Up to and including the line containing "box: [419, 46, 436, 69]", retype each line of the listing below exactly, beginning with the first.
------ RECORDS PROVIDED
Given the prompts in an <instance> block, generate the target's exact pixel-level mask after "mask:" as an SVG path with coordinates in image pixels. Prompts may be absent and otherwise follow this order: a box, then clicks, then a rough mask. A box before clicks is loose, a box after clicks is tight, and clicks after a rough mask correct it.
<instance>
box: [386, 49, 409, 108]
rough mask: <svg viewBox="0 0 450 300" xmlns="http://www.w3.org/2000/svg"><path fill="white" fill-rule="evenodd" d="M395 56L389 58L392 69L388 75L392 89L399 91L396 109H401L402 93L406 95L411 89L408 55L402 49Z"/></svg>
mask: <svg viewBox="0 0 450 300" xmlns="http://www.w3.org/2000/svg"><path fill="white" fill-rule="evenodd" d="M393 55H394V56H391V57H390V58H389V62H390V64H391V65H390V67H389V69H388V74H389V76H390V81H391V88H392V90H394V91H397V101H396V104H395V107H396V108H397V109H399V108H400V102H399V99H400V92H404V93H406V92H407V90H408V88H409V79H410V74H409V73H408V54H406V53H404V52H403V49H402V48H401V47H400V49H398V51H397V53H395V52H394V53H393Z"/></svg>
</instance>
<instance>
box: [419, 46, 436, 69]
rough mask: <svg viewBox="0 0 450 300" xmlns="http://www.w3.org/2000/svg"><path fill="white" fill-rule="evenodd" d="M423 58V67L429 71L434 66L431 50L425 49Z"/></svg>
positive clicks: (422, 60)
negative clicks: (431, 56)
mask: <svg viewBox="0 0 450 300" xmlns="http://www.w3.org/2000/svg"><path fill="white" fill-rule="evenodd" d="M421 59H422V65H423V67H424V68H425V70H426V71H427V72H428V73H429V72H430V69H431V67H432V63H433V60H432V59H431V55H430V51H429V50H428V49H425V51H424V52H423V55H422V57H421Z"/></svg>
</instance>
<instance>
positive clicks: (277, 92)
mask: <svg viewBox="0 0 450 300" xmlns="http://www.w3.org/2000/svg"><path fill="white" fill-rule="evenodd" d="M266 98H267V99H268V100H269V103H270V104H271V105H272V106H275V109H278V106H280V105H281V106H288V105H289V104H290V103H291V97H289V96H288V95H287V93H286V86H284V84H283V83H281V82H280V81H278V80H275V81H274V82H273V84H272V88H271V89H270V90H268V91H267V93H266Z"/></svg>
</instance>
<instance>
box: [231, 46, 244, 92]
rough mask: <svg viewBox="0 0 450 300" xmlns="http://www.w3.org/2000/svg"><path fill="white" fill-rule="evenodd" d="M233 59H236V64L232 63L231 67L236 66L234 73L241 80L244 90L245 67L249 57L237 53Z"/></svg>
------------
**EXERCISE RESPONSE:**
Given the prompts in an <instance> block, generate the target's exact pixel-level mask after "mask:" as an SVG path with coordinates in image pixels. Prompts may be absent and otherwise follow this order: a box, then clicks, then a rough mask. A box before clicks is loose, a box after clicks is tight, and clicks after a rough mask correct it.
<instance>
box: [386, 49, 409, 108]
rough mask: <svg viewBox="0 0 450 300" xmlns="http://www.w3.org/2000/svg"><path fill="white" fill-rule="evenodd" d="M395 56L389 58L392 69L388 75L392 89L399 91L396 109H401L402 93L406 95L411 89L408 55L402 49Z"/></svg>
mask: <svg viewBox="0 0 450 300" xmlns="http://www.w3.org/2000/svg"><path fill="white" fill-rule="evenodd" d="M393 55H394V56H391V57H390V58H389V62H390V64H391V65H390V67H389V69H388V74H389V76H390V81H391V88H392V90H394V91H397V101H396V104H395V107H396V108H397V109H399V108H400V102H399V99H400V92H404V93H406V92H407V90H408V88H409V79H410V74H409V73H408V54H406V53H404V52H403V49H402V48H401V47H400V49H398V51H397V53H395V52H394V53H393Z"/></svg>
</instance>
<instance>
box: [419, 46, 436, 69]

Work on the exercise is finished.